Quando mobilização das ruas arrefecer, permanência do movimento de extrema-direita dependerá do PL, da Justiça e dos aliados nos Estados
Qual o futuro do bolsonarismo? A questão, que será crucial para definir os próximos quatro anos e o ciclo eleitoral de 2026, compreende várias dimensões, e em nenhuma delas a resposta é simples.
Jair Bolsonaro se comporta, desde a derrota nas eleições, como se não fosse mais o presidente da República. A última vez em que falou ao público completa um mês neste sábado. Foi no vídeo em que, de camiseta à Volodymyr Zelensky, exortava os manifestantes a deixar as estradas.
Desde então, tem gastado o tempo com passagens esporádicas no Palácio do Planalto e postagens pretensamente enigmáticas nas redes, cujo efeito é apenas mostrar o fim melancólico de sua Presidência dois meses antes de acabar.
O tom cifrado sugere que haveria alguma bala na agulha para um golpe, isca com que pretende manter mobilizados os inocentes úteis que ainda se dispõem a tomar chuva em frente a quartéis.

**TAREFA PROPOSTA 1**
Indique se cada afirmação concorda com o texto sobre o bolsonarismo, respondendo sim ou não e citando literalmente as palavras do texto que decidem a questão: (a) A última fala pública de Bolsonaro foi um vídeo em que pedia aos manifestantes que deixassem as estradas. (b) Desde a derrota, Bolsonaro tem ido diariamente ao Palácio do Planalto. (c) Em pelo menos uma das dimensões da questão sobre o futuro do bolsonarismo, a resposta é simples.
**TAREFA PROPOSTA 2**
Continue o texto sobre o bolsonarismo, começando logo após a última frase apresentada.
Os dados vêm de uma fonte distinta da do texto sobre o bolsonarismo.

Trechos de um conjunto de dados de rotulagem de pontos
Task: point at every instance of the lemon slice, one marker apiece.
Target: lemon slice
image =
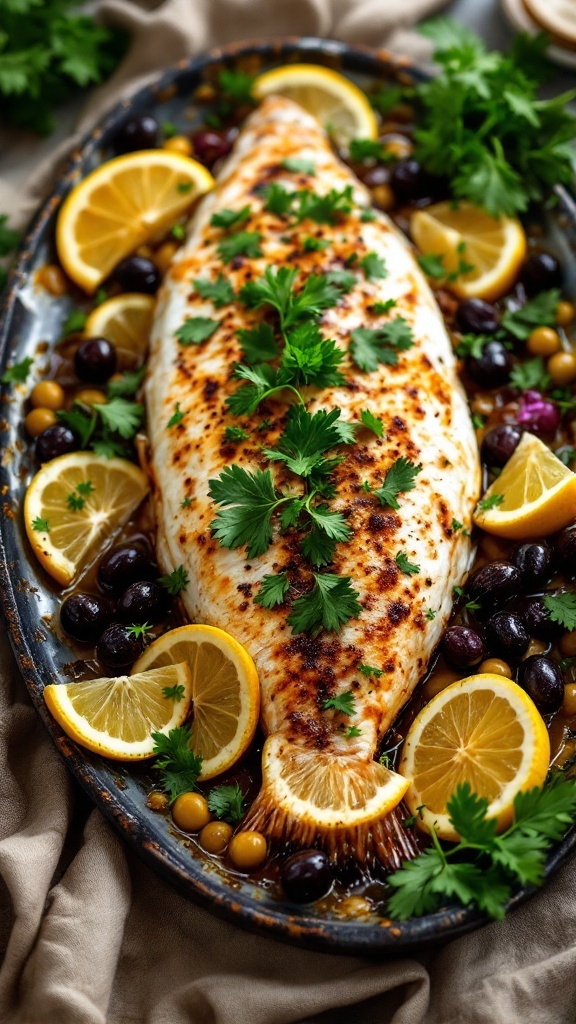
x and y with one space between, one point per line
537 492
340 107
484 730
121 205
225 691
495 248
327 790
74 504
116 717
126 322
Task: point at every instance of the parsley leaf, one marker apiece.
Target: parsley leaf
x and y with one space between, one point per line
562 608
328 605
370 346
195 330
227 803
17 373
344 702
298 166
373 266
248 502
241 244
219 291
231 218
405 566
400 478
274 590
539 311
175 582
123 417
179 767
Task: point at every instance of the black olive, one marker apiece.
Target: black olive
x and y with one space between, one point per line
118 648
500 442
138 133
565 545
55 440
535 563
94 360
538 621
506 635
540 272
136 273
492 586
142 602
477 316
492 369
84 616
123 565
542 681
462 647
306 876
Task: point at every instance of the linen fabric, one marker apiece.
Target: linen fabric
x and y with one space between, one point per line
89 935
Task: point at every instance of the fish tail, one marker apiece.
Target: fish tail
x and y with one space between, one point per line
322 800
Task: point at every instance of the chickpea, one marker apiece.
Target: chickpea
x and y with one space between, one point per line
496 667
39 420
47 394
565 313
562 368
383 197
52 279
91 396
178 143
543 341
163 256
569 702
190 811
568 644
247 850
215 837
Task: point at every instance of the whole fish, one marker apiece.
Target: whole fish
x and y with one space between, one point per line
321 784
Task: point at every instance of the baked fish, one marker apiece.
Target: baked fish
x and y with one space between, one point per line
408 542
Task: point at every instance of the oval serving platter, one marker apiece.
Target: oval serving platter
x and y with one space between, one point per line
30 324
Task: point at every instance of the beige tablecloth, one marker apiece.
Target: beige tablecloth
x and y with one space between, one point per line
90 935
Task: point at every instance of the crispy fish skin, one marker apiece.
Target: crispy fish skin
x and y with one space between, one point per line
425 419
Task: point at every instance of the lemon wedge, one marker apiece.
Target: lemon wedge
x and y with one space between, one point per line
484 730
116 717
123 204
340 107
225 691
74 504
534 496
467 237
125 321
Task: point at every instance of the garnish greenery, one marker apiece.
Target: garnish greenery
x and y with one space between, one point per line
227 803
369 346
483 867
175 582
195 330
219 291
17 373
482 126
400 478
179 767
344 702
562 608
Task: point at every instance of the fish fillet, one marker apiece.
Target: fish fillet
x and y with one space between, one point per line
425 418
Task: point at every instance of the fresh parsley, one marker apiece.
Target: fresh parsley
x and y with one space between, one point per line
179 767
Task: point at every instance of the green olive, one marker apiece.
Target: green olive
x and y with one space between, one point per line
248 850
190 812
47 394
215 837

**RESPOSTA 1**
(a) Sim: "Foi no vídeo em que, de camiseta à Volodymyr Zelensky, exortava os manifestantes a deixar as estradas."
(b) Não: "passagens esporádicas no Palácio do Planalto"
(c) Não: "em nenhuma delas a resposta é simples"

**RESPOSTA 2**
O futuro do bolsonarismo enquanto movimento organizado de extrema direita depende de mais do que essa espuma. Pressupõe um partido que dê guarida a Bolsonaro e familiares e que os eleitos sob a sua liderança se mantenham leais a ele. Depende do desenrolar de ações na Justiça para aferir responsabilidades do futuro ex-presidente no curso do mandato e nos atos antidemocráticos e da forma como o próximo governo construirá a governabilidade.
No front da mobilização de ruas e redes, o movimento tende a perder tração inicial após 1º de janeiro, quando ficará claro que não há espaço para intervenção militar ou outra teoria conspiratória. A despeito de manifestações isoladas, as Forças Armadas deverão repetir o que fizeram as americanas e desembarcar dos devaneios golpistas do governante derrotado, escancarando sua solidão.
Nesse caso, restará a Bolsonaro contar com a guarida do PL de Valdemar Costa Neto e algum acordo para escapar das garras da Justiça, bem como com a lealdade dos bolsonaristas eleitos para o Congresso e os governos. Em todas essas frentes, ele deverá enfrentar consideráveis dificuldades.
Valdemar aceitou encenar a pantomima das urnas passíveis de fraude só no segundo turno e só na disputa para presidente, mas se deu mal e não deverá continuar nessa toada. A rapidez com que PP e Republicanos gritaram que não aceitavam dividir a conta do agrado a Jair fez cair a ficha no PL de que o tempo das bravatas acabou.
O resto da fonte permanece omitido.